**Exercise task**:
Reproduce the records from their start through the line containing "[[[13,52],[11,50],[4,51],[4,56],[11,56]]]", inclusive, switching "bush" to "hedge" and changing nothing else.

**Extracted material**:
☆ ☆ ☆ ☆ ☆ ☆ ☆

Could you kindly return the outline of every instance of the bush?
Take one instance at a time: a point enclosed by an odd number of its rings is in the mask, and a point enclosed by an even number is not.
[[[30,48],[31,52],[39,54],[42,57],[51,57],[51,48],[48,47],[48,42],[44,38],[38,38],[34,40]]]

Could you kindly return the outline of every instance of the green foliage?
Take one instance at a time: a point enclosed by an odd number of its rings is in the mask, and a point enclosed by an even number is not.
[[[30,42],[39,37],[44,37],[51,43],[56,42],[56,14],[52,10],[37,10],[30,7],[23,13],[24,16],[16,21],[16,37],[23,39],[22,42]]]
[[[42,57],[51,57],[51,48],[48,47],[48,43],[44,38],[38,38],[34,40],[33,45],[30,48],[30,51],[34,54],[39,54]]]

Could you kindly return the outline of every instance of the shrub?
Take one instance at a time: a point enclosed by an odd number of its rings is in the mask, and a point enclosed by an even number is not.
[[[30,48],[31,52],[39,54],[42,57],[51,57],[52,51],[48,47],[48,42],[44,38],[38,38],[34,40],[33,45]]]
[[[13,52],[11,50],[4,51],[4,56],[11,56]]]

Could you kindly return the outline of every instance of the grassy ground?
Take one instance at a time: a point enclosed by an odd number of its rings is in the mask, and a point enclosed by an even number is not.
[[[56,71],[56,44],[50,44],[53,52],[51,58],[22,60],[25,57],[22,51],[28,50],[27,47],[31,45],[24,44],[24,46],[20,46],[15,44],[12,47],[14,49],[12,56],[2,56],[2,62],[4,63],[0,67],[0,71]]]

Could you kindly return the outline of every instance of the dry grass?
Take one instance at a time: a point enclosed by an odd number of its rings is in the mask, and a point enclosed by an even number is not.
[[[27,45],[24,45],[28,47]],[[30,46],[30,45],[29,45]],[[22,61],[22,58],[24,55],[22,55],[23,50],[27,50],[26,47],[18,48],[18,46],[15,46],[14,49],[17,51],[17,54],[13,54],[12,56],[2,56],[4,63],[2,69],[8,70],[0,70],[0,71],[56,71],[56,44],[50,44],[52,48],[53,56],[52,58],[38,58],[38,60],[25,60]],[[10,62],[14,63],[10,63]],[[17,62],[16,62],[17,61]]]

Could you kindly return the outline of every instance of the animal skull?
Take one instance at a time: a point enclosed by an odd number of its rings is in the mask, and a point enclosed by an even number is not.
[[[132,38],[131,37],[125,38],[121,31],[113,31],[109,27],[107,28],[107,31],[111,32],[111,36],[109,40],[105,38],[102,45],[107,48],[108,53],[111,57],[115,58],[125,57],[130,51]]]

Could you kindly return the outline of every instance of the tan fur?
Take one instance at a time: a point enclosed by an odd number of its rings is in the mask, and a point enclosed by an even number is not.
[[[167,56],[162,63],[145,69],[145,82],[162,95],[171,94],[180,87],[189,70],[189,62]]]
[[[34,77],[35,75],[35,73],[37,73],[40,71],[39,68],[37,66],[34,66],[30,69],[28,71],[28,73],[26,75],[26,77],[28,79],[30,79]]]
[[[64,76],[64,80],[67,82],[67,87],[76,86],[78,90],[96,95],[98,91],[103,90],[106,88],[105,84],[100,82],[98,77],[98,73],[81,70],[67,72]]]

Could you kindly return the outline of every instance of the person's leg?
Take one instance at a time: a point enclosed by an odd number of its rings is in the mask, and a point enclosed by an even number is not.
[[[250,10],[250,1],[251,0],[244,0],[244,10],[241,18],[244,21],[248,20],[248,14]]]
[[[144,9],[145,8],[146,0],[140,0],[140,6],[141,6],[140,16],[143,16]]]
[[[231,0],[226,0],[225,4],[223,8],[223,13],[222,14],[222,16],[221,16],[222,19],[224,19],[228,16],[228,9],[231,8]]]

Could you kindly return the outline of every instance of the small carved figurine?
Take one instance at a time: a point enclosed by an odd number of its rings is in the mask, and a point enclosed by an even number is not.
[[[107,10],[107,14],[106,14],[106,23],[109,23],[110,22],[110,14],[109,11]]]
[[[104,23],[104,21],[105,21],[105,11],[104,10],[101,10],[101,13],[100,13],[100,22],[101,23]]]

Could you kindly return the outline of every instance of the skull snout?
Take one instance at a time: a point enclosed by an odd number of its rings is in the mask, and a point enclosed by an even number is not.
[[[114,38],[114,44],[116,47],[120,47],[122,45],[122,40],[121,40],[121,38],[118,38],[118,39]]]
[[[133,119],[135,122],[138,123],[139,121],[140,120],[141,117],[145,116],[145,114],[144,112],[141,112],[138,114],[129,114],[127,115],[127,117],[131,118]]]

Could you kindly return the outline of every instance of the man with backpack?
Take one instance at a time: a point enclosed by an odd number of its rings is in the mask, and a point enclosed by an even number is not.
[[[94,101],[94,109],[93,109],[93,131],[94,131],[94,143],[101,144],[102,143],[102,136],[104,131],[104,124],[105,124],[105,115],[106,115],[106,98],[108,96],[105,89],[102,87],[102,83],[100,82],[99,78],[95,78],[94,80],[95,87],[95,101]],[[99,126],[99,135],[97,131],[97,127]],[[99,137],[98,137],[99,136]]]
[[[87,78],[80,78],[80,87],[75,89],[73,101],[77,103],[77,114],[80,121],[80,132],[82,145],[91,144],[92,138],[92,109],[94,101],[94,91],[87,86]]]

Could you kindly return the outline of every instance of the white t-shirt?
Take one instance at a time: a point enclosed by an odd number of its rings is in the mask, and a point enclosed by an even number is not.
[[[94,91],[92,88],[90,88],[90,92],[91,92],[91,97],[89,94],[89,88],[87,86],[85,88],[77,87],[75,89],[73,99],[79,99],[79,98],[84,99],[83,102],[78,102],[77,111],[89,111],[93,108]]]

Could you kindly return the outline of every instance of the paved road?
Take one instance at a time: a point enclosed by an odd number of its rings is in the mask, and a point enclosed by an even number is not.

☆ ☆ ☆ ☆ ☆ ☆ ☆

**Solution to this exercise**:
Could you kindly return the outline of every instance of the hedge?
Take one instance at a time: a point enclosed by an odd number of its rings is in the mask, and a point enclosed by an even number is not.
[[[30,48],[31,52],[39,54],[42,57],[51,57],[51,48],[48,47],[48,42],[44,38],[38,38],[34,40]]]

Could you kindly return the outline of every instance of the green foliage?
Take one instance at a time: a point enclosed by an odd number of its rings is in the mask, and a point enclosed by an even number is not.
[[[30,42],[39,37],[44,37],[51,43],[56,42],[56,14],[52,10],[37,10],[30,7],[23,13],[24,16],[16,21],[16,37],[23,39],[22,42]]]
[[[42,57],[51,57],[51,48],[48,47],[48,43],[44,38],[38,38],[34,40],[33,45],[30,48],[30,51],[34,54],[39,54]]]

Could you kindly return the outline of every instance of the shrub?
Take one instance at a time: a point enclosed by an odd number of its rings is in the mask, and a point enclosed by an even number is not.
[[[30,48],[31,52],[39,54],[42,57],[51,57],[52,51],[48,47],[48,42],[44,38],[38,38],[34,40],[33,45]]]
[[[13,52],[11,50],[4,51],[4,56],[11,56]]]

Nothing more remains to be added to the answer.